→ **指示文**
素材のうち、「of the tall」を含む行から「of the silvery」を含む行まで（両端の行も含む）を、空行を除いた番号付きリストに変換してください。

→ **入力**
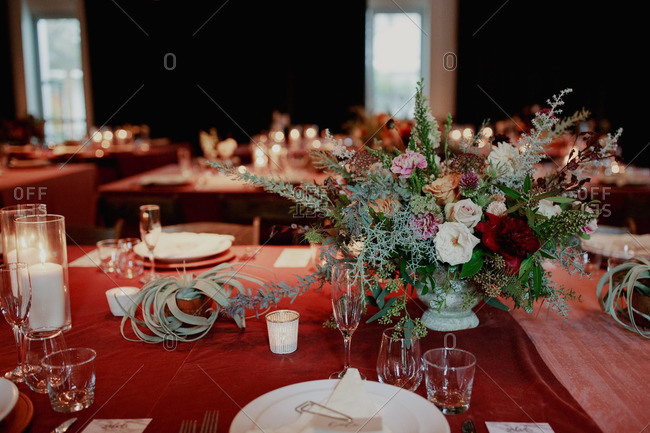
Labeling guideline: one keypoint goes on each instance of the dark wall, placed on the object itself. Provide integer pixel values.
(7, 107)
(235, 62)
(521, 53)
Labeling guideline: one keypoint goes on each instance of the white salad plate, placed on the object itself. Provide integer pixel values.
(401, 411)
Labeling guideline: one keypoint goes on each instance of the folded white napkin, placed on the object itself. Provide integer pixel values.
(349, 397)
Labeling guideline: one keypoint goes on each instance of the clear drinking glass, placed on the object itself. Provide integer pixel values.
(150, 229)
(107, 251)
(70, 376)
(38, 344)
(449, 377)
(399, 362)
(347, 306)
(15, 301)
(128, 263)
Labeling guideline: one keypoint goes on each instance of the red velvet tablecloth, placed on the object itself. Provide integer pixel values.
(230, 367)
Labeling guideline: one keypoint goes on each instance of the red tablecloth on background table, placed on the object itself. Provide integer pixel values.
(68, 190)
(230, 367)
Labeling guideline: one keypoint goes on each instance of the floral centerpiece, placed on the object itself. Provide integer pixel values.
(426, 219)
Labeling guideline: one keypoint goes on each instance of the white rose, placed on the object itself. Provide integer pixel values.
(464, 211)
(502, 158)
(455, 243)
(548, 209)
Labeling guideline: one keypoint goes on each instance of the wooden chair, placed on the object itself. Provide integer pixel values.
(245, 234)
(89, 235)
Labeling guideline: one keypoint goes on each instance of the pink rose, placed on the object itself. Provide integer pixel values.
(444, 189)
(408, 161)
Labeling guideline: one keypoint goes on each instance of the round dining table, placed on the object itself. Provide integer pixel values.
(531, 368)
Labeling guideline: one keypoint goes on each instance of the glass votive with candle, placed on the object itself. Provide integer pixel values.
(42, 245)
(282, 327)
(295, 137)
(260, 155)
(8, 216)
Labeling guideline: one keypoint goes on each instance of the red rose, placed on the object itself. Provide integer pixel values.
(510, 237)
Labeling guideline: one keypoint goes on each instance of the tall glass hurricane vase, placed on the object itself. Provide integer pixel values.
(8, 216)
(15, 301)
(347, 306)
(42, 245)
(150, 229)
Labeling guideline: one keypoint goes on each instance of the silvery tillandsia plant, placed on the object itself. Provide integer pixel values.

* * *

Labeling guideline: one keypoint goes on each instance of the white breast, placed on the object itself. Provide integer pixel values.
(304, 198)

→ **模範解答**
1. Labeling guideline: one keypoint goes on each instance of the tall glass hurricane vase, placed on the object itself. Provide integer pixel values.
2. (8, 216)
3. (15, 301)
4. (347, 306)
5. (42, 245)
6. (150, 229)
7. Labeling guideline: one keypoint goes on each instance of the silvery tillandsia plant, placed on the object itself. Provide integer pixel values.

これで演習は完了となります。